> **AIM OF THE EXERCISE**
Filter the rows below and keep only the lines that contain the string "window". Case counts.

> **DATASET RECORDS**
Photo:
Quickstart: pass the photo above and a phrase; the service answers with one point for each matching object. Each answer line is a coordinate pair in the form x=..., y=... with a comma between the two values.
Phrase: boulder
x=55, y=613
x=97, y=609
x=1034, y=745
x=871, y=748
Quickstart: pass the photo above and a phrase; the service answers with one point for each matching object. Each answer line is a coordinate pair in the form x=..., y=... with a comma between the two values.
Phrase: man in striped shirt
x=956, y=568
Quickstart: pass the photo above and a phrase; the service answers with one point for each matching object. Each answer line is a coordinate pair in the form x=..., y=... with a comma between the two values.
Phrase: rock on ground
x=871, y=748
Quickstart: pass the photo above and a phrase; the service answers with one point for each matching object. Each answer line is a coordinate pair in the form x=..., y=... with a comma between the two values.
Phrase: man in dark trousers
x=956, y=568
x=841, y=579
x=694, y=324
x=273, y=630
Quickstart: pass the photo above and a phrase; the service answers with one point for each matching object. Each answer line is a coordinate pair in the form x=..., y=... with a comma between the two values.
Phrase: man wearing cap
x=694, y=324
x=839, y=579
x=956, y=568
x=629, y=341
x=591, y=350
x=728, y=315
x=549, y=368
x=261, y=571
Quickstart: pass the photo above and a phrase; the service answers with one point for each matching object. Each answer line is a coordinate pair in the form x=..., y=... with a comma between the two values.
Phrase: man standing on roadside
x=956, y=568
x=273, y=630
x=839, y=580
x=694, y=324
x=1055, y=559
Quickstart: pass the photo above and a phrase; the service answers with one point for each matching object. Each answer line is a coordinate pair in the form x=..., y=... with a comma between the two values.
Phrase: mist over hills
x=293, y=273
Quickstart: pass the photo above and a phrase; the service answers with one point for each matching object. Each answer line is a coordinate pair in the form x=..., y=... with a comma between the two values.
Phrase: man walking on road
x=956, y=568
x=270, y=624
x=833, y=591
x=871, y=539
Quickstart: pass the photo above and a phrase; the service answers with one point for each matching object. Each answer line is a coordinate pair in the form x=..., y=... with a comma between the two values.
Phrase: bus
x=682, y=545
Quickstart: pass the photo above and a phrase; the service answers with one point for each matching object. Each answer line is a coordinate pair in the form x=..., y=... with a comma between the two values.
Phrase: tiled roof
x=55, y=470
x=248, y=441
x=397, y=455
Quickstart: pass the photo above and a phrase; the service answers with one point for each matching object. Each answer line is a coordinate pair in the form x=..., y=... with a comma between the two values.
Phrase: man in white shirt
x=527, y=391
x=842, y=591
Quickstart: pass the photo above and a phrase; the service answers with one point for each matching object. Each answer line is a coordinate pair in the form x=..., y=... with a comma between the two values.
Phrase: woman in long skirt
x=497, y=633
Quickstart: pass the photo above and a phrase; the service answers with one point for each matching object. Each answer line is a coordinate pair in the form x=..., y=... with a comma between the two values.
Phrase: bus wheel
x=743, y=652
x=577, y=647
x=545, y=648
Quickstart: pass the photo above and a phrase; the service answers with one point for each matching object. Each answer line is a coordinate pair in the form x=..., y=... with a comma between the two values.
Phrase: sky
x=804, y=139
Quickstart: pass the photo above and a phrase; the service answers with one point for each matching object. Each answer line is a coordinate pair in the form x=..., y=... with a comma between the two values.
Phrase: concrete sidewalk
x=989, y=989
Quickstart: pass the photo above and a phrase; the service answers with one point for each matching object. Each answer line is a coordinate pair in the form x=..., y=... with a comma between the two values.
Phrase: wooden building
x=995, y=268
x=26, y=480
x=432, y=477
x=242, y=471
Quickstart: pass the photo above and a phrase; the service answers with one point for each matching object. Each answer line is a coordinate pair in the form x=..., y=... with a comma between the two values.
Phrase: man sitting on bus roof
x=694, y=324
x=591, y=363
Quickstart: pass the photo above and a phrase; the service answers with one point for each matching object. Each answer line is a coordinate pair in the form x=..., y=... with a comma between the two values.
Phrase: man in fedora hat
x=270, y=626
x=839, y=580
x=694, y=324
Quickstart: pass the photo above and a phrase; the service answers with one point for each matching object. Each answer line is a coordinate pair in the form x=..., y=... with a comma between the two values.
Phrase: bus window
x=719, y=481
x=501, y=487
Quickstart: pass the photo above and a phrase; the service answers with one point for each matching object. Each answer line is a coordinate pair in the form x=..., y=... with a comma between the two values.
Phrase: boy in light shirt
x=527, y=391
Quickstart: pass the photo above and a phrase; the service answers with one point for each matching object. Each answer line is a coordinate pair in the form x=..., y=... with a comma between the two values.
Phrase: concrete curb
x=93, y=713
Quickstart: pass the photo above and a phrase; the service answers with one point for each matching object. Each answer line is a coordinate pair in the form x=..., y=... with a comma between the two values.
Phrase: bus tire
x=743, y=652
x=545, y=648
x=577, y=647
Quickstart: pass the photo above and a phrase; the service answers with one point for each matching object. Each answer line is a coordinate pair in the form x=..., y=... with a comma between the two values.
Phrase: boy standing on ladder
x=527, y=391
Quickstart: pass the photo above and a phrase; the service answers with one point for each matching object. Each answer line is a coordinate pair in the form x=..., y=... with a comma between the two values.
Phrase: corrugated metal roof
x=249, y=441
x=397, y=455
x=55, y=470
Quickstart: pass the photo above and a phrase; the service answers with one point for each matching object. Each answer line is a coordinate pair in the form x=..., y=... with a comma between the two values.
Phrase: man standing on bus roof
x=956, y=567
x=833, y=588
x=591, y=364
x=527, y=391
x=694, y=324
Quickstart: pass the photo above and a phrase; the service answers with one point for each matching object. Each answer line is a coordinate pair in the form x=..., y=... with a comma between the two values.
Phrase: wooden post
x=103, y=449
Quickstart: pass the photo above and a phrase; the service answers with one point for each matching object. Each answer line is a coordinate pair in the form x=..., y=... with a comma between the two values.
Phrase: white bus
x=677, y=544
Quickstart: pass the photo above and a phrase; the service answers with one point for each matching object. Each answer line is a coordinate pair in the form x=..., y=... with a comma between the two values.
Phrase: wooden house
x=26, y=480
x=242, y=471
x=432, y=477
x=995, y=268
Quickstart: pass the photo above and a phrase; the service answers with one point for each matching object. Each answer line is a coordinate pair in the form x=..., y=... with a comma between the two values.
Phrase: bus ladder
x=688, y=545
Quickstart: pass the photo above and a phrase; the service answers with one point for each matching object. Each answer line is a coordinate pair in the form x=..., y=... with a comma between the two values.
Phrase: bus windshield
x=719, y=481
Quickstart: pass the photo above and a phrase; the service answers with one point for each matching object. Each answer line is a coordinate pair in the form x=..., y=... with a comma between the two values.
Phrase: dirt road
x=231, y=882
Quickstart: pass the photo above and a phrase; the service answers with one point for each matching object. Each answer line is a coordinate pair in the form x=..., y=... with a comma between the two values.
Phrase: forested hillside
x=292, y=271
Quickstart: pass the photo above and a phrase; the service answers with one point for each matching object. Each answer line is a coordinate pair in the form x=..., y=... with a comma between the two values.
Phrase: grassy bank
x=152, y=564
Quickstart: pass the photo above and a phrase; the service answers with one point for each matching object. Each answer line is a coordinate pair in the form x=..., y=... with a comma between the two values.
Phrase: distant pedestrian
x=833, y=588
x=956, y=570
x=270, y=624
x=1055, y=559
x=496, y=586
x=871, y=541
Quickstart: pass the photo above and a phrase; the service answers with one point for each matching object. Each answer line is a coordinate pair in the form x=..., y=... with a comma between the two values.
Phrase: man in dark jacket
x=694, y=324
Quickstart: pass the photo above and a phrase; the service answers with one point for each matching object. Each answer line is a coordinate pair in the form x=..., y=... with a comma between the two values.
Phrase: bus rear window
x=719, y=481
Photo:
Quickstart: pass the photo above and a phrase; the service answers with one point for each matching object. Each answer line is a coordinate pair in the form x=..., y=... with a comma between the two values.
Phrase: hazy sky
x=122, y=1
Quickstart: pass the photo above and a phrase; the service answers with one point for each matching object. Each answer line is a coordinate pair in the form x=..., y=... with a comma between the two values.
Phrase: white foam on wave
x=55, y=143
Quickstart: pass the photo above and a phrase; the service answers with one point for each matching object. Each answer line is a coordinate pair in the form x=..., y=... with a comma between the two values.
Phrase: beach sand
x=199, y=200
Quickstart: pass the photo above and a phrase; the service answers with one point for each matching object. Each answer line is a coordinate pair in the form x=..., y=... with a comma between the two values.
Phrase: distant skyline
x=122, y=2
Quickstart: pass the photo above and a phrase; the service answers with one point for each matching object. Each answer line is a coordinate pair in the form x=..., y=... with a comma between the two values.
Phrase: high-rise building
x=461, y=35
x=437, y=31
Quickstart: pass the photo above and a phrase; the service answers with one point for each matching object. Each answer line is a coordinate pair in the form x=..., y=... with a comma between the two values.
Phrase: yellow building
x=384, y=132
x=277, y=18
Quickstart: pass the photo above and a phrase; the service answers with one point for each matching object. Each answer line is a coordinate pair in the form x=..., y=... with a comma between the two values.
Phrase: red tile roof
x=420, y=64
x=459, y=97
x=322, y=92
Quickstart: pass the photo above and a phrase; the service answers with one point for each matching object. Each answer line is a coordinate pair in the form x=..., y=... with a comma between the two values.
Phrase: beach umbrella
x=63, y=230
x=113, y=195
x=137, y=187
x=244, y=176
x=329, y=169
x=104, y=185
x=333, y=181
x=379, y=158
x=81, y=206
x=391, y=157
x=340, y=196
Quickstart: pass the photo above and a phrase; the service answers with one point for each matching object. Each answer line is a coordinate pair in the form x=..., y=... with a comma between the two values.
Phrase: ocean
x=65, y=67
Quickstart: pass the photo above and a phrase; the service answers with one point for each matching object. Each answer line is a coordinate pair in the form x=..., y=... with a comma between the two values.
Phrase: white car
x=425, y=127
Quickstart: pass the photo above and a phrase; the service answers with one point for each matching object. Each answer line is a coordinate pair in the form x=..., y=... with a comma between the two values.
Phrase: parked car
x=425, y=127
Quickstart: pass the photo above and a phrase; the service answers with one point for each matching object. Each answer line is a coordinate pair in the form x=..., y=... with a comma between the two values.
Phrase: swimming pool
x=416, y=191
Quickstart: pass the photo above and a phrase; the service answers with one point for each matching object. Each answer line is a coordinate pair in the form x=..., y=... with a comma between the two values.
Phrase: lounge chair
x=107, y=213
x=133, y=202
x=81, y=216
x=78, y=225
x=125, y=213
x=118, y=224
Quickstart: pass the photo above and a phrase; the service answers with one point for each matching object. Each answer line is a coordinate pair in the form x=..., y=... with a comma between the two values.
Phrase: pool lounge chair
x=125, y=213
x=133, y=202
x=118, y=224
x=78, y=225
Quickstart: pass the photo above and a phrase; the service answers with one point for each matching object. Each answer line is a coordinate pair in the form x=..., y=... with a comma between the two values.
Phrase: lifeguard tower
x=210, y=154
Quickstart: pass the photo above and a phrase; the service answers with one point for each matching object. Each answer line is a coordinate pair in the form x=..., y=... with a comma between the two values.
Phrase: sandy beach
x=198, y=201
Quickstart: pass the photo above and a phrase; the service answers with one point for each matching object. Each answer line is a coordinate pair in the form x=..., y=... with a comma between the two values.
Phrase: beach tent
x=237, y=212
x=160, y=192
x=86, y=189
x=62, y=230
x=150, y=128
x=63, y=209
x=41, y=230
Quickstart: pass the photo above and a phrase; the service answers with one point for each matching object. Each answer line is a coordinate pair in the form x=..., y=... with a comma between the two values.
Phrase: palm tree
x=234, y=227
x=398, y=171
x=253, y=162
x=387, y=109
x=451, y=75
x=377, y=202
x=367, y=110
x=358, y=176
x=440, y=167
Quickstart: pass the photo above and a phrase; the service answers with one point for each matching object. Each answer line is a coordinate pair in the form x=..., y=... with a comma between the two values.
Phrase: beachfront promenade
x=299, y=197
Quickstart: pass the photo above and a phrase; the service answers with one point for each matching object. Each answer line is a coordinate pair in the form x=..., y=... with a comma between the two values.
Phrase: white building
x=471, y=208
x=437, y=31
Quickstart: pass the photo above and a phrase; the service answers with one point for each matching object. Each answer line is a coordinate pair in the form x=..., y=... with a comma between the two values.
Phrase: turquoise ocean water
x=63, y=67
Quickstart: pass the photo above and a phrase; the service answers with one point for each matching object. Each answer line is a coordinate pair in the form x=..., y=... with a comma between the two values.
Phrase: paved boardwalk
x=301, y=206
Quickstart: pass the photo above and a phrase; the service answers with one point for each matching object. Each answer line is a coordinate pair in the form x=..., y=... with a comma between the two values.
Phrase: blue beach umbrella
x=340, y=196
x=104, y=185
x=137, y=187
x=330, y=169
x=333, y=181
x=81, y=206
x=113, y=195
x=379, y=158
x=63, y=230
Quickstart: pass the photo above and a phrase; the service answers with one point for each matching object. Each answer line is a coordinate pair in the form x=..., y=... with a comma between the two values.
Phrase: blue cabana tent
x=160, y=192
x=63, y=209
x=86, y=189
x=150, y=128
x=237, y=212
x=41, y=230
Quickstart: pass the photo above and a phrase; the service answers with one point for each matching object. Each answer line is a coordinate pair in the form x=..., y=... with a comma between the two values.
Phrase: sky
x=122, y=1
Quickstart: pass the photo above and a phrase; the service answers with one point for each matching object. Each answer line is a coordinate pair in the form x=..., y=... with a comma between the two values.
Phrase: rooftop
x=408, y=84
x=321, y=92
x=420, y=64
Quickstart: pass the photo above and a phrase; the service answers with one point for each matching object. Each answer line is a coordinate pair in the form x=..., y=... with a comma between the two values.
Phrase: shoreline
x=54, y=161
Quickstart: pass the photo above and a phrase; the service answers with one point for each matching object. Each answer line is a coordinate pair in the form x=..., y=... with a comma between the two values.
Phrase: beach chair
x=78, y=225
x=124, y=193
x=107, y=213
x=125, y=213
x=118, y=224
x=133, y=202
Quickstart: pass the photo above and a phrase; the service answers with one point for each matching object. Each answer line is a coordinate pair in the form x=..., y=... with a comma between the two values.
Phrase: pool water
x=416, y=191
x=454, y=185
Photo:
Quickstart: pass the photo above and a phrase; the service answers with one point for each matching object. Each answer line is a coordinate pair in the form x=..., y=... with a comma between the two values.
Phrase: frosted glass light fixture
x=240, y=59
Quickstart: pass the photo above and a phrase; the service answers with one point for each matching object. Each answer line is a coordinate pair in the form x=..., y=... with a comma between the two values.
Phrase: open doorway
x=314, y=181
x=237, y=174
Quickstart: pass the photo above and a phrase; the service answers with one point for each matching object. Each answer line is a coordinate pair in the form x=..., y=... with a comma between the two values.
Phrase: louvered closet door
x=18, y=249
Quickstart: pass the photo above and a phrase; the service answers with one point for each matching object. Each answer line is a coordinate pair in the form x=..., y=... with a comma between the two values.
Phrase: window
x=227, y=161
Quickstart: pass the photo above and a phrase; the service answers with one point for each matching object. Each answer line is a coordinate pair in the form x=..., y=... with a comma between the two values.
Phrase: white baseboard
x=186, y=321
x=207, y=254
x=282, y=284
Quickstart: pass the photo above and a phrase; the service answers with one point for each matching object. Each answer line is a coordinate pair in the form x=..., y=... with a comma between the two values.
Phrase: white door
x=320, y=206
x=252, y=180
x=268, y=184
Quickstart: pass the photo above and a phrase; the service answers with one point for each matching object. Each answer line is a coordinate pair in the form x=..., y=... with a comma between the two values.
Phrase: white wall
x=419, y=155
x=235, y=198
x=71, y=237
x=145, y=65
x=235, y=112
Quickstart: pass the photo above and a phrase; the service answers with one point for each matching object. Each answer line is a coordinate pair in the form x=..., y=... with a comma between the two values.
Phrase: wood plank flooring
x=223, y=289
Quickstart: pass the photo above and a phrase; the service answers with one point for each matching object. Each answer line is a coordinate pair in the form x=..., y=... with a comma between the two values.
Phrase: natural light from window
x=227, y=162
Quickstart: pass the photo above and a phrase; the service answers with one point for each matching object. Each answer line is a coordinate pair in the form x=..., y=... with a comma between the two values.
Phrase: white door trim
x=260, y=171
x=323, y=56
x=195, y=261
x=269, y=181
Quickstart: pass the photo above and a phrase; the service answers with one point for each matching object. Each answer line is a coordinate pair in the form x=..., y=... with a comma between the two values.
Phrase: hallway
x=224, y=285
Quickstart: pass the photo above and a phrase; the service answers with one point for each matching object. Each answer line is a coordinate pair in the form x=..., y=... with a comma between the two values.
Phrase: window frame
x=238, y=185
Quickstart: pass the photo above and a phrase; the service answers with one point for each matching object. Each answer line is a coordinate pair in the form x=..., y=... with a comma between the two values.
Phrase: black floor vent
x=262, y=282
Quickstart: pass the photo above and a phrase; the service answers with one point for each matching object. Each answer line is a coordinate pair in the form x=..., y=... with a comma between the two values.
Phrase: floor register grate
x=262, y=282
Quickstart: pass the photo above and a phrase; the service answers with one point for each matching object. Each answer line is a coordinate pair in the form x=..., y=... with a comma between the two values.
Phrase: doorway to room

> **FULL ANSWER**
Phrase: bus window
Phrase: bus rear window
Phrase: window
Phrase: natural light from window
Phrase: window frame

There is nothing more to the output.